**** Dataset records ****

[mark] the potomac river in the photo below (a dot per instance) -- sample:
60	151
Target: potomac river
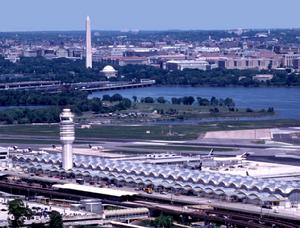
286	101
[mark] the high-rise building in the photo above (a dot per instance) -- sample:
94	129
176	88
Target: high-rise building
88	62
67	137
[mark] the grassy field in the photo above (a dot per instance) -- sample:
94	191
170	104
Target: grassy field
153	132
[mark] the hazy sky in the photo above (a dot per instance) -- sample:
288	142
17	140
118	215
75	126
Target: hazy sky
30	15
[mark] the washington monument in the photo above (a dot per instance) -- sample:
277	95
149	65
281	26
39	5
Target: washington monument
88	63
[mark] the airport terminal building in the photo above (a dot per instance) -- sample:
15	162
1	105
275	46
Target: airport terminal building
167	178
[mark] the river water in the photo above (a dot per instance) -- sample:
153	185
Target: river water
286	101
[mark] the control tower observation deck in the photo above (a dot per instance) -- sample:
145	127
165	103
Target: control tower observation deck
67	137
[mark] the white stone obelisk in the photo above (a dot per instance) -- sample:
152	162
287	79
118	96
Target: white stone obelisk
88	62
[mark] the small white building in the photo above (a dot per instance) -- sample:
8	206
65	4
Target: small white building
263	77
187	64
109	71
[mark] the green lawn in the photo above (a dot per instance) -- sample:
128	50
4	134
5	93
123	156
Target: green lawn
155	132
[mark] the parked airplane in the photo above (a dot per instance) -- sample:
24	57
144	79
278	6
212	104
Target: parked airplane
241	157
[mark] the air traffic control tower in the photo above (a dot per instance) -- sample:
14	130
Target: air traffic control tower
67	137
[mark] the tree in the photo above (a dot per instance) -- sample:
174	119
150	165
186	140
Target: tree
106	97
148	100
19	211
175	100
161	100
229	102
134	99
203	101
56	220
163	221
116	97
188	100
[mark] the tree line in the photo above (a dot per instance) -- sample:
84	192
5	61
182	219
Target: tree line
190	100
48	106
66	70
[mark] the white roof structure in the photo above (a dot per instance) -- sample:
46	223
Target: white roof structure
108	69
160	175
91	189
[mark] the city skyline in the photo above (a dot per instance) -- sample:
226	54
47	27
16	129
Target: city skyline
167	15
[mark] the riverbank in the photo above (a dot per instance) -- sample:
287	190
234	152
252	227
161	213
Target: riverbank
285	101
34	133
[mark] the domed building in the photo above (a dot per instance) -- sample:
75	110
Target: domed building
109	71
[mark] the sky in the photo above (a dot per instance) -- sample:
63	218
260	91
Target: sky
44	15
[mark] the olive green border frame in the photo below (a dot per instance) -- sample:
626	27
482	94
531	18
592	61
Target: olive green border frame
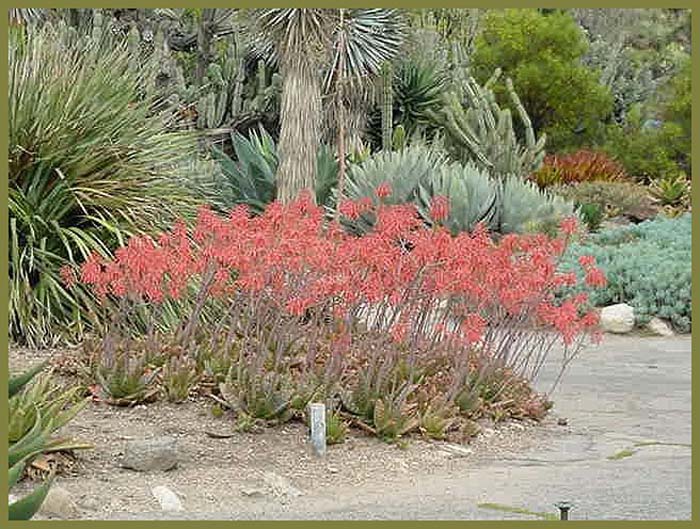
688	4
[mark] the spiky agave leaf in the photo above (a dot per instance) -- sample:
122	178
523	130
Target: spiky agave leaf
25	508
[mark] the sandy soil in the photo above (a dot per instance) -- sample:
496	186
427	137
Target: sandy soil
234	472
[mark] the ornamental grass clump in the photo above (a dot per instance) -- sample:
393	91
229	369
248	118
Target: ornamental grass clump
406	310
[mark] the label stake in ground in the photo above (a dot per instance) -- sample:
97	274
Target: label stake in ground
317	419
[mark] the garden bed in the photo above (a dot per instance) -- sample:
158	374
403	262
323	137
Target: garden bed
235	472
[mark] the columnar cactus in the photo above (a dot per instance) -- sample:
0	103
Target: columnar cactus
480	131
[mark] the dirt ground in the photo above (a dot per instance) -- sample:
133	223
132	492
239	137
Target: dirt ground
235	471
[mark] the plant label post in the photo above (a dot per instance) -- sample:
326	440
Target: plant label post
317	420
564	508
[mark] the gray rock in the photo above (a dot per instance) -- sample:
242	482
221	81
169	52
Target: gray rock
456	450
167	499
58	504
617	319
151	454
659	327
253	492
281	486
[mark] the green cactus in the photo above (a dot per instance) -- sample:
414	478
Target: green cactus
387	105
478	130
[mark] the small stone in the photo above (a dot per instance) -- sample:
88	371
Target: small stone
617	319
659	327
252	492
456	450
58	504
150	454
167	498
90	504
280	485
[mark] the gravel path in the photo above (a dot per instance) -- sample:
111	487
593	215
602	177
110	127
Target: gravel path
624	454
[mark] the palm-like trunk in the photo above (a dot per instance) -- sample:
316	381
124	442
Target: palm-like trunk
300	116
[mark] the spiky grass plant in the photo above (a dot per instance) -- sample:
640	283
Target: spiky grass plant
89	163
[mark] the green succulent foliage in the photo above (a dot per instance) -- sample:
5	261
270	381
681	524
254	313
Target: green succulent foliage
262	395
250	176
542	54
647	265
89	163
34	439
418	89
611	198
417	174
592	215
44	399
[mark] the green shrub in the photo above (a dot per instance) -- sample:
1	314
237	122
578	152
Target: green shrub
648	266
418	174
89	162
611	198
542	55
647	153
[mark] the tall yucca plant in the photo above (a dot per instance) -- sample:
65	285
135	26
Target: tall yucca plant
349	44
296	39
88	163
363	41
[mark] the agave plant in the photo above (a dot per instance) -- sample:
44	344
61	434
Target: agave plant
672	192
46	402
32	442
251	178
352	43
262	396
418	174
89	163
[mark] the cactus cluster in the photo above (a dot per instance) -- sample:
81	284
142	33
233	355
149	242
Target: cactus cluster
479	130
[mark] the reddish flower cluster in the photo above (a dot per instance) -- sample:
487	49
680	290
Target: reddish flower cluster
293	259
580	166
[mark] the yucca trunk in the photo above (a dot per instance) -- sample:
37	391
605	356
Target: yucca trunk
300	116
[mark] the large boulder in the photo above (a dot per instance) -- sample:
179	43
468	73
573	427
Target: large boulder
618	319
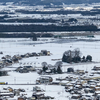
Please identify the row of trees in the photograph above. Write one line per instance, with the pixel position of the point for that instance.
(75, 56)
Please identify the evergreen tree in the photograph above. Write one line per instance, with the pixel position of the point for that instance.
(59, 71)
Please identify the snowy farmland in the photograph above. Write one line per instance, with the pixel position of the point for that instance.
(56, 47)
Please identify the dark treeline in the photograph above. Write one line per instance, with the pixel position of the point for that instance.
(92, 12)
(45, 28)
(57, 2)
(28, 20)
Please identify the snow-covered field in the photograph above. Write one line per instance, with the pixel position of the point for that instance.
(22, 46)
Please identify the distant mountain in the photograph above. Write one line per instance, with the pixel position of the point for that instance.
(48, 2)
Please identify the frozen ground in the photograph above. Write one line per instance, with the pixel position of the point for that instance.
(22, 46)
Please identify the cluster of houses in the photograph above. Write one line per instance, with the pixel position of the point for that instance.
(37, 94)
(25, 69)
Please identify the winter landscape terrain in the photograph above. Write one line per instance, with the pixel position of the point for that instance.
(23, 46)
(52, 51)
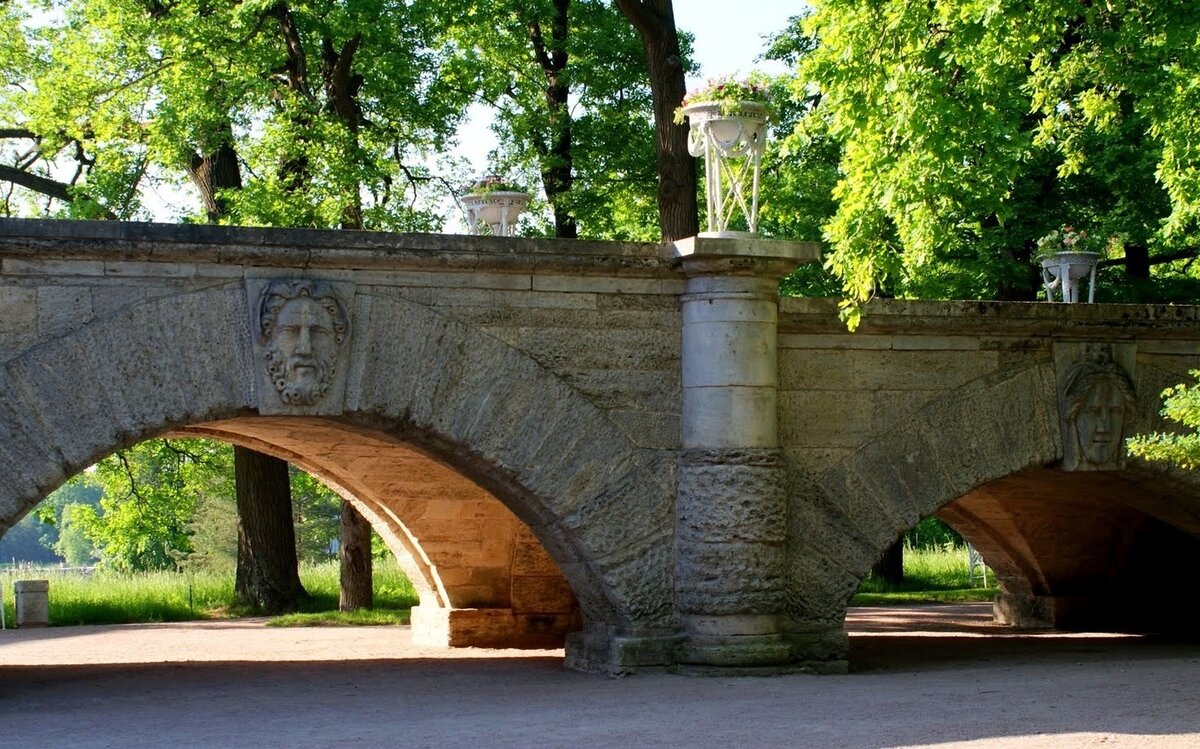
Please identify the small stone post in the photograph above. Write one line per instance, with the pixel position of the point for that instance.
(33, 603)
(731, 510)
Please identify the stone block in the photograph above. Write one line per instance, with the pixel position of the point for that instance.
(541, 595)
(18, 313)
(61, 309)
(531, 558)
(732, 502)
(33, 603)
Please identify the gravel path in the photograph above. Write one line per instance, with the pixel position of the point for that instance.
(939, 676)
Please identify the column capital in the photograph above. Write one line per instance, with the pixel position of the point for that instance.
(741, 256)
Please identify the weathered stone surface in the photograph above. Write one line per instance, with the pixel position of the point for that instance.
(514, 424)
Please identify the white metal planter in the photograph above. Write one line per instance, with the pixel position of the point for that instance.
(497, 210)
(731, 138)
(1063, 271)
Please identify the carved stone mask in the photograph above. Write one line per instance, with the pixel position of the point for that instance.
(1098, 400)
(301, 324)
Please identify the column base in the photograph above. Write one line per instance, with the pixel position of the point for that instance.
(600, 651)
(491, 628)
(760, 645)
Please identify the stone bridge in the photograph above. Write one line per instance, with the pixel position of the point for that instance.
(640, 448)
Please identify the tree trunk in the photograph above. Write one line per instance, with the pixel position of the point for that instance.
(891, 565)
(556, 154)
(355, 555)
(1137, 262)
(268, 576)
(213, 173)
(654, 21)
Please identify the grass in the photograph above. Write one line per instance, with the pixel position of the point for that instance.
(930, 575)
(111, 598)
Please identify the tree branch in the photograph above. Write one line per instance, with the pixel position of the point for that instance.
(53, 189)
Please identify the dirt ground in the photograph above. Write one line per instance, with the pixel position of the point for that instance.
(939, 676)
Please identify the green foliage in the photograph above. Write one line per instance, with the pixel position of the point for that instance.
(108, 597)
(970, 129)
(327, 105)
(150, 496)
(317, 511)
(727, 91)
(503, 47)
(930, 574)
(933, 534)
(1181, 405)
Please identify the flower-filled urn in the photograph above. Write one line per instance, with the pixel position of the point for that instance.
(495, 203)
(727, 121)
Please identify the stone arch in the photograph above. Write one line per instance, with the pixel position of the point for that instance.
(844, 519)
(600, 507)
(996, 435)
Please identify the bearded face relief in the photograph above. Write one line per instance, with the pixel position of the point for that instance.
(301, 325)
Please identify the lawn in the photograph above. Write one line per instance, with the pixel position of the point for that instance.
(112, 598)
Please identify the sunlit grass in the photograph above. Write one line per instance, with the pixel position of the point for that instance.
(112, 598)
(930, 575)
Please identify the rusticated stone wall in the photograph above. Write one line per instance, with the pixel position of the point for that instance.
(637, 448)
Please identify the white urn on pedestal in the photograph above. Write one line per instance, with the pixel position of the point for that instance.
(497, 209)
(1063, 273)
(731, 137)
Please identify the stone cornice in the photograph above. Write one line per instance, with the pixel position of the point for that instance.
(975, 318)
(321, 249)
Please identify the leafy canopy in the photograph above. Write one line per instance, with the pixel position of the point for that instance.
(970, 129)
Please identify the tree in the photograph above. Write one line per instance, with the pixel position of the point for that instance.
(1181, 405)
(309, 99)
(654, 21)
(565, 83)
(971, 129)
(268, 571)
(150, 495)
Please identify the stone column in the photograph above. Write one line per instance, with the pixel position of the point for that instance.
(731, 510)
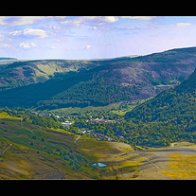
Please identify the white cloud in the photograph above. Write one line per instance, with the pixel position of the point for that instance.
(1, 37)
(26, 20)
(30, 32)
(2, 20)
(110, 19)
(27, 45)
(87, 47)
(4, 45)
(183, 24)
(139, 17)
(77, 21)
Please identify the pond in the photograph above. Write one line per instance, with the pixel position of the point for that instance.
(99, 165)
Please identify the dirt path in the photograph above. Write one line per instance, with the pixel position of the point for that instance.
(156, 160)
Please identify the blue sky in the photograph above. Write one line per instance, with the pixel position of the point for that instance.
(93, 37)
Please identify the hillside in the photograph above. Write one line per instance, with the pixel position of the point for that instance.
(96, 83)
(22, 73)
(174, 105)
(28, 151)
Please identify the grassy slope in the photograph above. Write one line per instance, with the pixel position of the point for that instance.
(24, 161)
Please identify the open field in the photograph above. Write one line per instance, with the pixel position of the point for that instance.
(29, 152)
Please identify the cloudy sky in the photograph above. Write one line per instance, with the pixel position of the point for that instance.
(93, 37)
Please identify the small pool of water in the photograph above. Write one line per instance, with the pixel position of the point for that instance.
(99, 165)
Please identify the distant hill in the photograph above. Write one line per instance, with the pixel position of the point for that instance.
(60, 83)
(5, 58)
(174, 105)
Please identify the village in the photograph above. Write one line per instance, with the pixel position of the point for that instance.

****

◆ **What the task asks**: In the entries above, find lines with "below" and copy each.

◆ **Solution for this problem**:
[mark] the potomac river in the photo below (a dot per instance) -- sample:
[mark] the olive green border frame in the photo below (a dot per instance) -- sample:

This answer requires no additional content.